* _TASK INSTRUCTIONS_:
**A.** In the article on bus backup alarm noise in Quincy, how many years did Rossmiller own and operate Underbrink's Bakery?
**B.** Please repeat the part of the Quincy bus alarm article from "Rossmiller lives in" up to and including "2:30 to 4:30.".
**C.** Carry on the news story about Quincy's school bus barn noise from where it stops.

* _EXCERPT PROVIDED_:
-- START --

Neighbors near Quincy’s school bus barn want to address backup alarm noise
QUINCY — Leroy Rossmiller enjoys sitting on the front porch of his home on Hampshire near the middle of the double-block between 20th and 22nd streets.
The wood floor squeaks softly as he leans back in his rocking chair, and the leaves rustle softly in the early morning breeze.
And then the buses start moving and beeping.
“The noise level is a mental anguish,” Rossmiller said.
Rossmiller lives in a residential neighborhood about a block east of the Quincy School District’s bus barn, a facility on the southwest corner of 20th and Hampshire. After owning and operating Underbrink’s Bakery for 27 years, Rossmiller wants to spend his retirement years enjoying a quiet life at his home of 30 years.
However, he says it’s not possible. Alarms on the district’s school buses sound when they back up. They disturb Rossmiller throughout the day when school is in session.
“They start at 7 in the morning and go ’til 4:30,” he said. “There’s like a 45-minute period in the morning. Then there’s a flurry from about 10:30 or 11 (in the morning) ’til one (in the afternoon). Then there’s another flurry from 2:30 to 4:30.

-- END --

* _GIVEN ENTRIES_:
-- START --

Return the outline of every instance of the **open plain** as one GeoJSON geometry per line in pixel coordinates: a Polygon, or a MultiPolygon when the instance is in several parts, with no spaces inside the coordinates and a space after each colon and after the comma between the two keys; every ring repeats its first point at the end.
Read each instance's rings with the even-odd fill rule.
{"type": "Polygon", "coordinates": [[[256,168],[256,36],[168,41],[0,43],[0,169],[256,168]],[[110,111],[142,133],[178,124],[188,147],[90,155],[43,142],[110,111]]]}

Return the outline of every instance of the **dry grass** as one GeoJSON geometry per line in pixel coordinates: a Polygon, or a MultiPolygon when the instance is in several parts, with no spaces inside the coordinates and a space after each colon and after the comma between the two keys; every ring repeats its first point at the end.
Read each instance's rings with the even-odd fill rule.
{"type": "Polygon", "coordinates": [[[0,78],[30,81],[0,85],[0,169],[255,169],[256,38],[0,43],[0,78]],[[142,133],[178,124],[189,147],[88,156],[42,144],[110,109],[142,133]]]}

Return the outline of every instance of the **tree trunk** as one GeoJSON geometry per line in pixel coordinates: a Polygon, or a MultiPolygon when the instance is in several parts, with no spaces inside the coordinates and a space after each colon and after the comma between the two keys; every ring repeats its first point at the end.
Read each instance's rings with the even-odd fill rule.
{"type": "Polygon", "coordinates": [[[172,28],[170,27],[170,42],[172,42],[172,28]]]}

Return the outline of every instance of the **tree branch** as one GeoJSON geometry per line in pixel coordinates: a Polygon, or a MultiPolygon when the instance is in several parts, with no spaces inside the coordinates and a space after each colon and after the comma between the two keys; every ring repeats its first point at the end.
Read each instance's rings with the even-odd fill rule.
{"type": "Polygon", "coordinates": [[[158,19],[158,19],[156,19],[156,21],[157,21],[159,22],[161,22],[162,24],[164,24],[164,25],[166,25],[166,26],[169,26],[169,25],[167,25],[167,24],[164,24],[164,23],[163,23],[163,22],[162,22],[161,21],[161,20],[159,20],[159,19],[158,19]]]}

-- END --

* _EXERCISE ANSWERS_:
**A.** 27 years

**B.**
Rossmiller lives in a residential neighborhood about a block east of the Quincy School District’s bus barn, a facility on the southwest corner of 20th and Hampshire. After owning and operating Underbrink’s Bakery for 27 years, Rossmiller wants to spend his retirement years enjoying a quiet life at his home of 30 years.
However, he says it’s not possible. Alarms on the district’s school buses sound when they back up. They disturb Rossmiller throughout the day when school is in session.
“They start at 7 in the morning and go ’til 4:30,” he said. “There’s like a 45-minute period in the morning. Then there’s a flurry from about 10:30 or 11 (in the morning) ’til one (in the afternoon). Then there’s another flurry from 2:30 to 4:30.

**C.**
“Say you want to come outside. I like to garden. I have flowers everywhere. I can’t come outside and predictively be able to work in my yard for more than 10 minutes. Here comes a bus. Once something like that gets under your skin, it’s right there.
“There may be as many as four of them trying to get in there at once. When one of them is halfway back in the parking lot and another one is starting back in the parking lot and another one is starting in, it sounds like a calliope. And when you’re sitting right here, you might as well be sitting in that parking lot. That’s how loud those things are. It’s just insanely loud.”
Taking petition to City Council
It’s why Rossmiller has been circulating a petition from much of the summer asking the Quincy School District to move the buses. He plans to take that petition with 50 signatures to Monday’s meeting of the Quincy City Council.
In addition, he has a sign in his front yard that simply says “Move The Buses.”
The federal Occupational Safety and Health Administration requires back-up beepers on industrial vehicles. The website NoiseFree.org noted former Boston Globe and Associated Press columnist James Donohue once wrote, “The grating sound of these beepers is battering peace and solitude for people everywhere there is construction work, trash being picked up or school buses carrying children. It goes on all days, most days of the week.”
The number of buses with backup alarms has grown gradually in Quincy the past few years. The school district leases its buses. When new buses with the alarms are added to the fleet, they are replacing buses without the alarms.
Mike Troup, a member of the Quincy School Board until he became the city’s mayor in May, says no city noise ordinances are being broken.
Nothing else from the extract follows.